Lacson Avenue is the principal northwest–southeast artery located in Sampaloc district in northern Manila, Philippines. It is a 6-8 lane median divided avenue that runs approximately  from Tayuman Street in Santa Cruz to Nagtahan Interchange. It is a component of Circumferential Road 2 of the Manila arterial road network and N140 of the Philippine highway network.

Route description

Travelling south, traffic emerges from Yuseco Street at the junction with Oroquieta Street in Santa Cruz. It then widens as it crosses Tayuman and Consuelo Streets across SM City San Lazaro. From here, it becomes a component of both Circumferential Road 2 (C-2) and N140 highway. The road then intersects with Dimasalang Street and España Boulevard in Sampaloc, passing the University of Santo Tomas campus. The southern end of Lacson lies at the Nagtahan Interchange, where it continues south as Nagtahan Street towards Nagtahan Bridge and the districts of Pandacan, Paco, and Malate, where C-2 terminates, as Quirino Avenue.

TASK BRIEF:
Write out the part of the Lacson Avenue article starting at "Travelling south, traffic" and ending at "as Quirino Avenue.", copying it word for word.

DATA FOR REVIEW:

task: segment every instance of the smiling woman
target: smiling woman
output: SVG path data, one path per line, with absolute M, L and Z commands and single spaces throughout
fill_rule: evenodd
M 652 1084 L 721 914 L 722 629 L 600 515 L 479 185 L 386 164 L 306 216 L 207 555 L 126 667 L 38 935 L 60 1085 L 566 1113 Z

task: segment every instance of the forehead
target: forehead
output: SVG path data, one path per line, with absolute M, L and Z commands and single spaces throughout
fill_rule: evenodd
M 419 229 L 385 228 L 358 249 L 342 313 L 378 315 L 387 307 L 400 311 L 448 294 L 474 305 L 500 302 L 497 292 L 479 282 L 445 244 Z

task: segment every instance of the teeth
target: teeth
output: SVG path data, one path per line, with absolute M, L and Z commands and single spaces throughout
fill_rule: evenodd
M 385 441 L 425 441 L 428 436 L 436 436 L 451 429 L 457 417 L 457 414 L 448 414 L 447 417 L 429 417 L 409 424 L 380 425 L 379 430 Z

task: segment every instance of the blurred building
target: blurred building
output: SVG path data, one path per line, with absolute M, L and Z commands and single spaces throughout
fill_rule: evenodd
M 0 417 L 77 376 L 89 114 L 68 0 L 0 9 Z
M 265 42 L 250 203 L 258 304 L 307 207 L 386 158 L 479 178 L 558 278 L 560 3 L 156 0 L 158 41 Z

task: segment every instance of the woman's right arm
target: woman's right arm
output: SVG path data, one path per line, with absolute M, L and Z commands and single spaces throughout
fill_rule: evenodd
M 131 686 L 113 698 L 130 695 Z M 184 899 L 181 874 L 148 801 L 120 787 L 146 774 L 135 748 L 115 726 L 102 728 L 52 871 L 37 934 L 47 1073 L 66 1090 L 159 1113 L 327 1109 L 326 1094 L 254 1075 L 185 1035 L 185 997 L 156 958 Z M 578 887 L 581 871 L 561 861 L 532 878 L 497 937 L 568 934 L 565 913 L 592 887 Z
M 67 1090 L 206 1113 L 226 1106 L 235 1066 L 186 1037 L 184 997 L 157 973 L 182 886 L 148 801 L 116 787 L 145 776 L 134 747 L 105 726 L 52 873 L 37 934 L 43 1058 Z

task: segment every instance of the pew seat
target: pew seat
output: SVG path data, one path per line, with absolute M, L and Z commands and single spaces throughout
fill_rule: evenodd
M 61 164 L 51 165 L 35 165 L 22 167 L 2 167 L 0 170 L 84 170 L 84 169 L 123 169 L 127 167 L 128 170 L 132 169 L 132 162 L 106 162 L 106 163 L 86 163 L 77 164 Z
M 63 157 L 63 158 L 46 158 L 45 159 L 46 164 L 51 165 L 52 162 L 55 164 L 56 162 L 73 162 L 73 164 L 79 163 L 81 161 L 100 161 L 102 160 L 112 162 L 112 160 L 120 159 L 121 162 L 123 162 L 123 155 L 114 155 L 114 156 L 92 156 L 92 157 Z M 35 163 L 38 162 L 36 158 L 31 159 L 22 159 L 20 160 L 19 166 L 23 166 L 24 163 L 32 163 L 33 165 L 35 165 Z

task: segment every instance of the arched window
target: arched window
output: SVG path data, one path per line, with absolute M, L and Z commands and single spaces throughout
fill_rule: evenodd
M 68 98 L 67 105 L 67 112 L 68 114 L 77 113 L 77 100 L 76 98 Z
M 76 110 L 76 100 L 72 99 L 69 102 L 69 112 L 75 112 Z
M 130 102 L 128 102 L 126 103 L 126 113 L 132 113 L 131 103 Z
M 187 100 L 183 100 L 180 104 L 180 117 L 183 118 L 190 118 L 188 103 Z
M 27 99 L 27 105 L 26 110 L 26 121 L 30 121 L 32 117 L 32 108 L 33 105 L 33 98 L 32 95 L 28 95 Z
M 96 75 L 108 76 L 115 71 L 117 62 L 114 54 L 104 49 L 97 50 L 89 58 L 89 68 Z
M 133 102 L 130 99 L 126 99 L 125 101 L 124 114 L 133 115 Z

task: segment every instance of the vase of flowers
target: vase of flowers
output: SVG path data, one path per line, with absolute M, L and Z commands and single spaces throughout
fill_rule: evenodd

EXERCISE RESPONSE:
Travelling south, traffic emerges from Yuseco Street at the junction with Oroquieta Street in Santa Cruz. It then widens as it crosses Tayuman and Consuelo Streets across SM City San Lazaro. From here, it becomes a component of both Circumferential Road 2 (C-2) and N140 highway. The road then intersects with Dimasalang Street and España Boulevard in Sampaloc, passing the University of Santo Tomas campus. The southern end of Lacson lies at the Nagtahan Interchange, where it continues south as Nagtahan Street towards Nagtahan Bridge and the districts of Pandacan, Paco, and Malate, where C-2 terminates, as Quirino Avenue.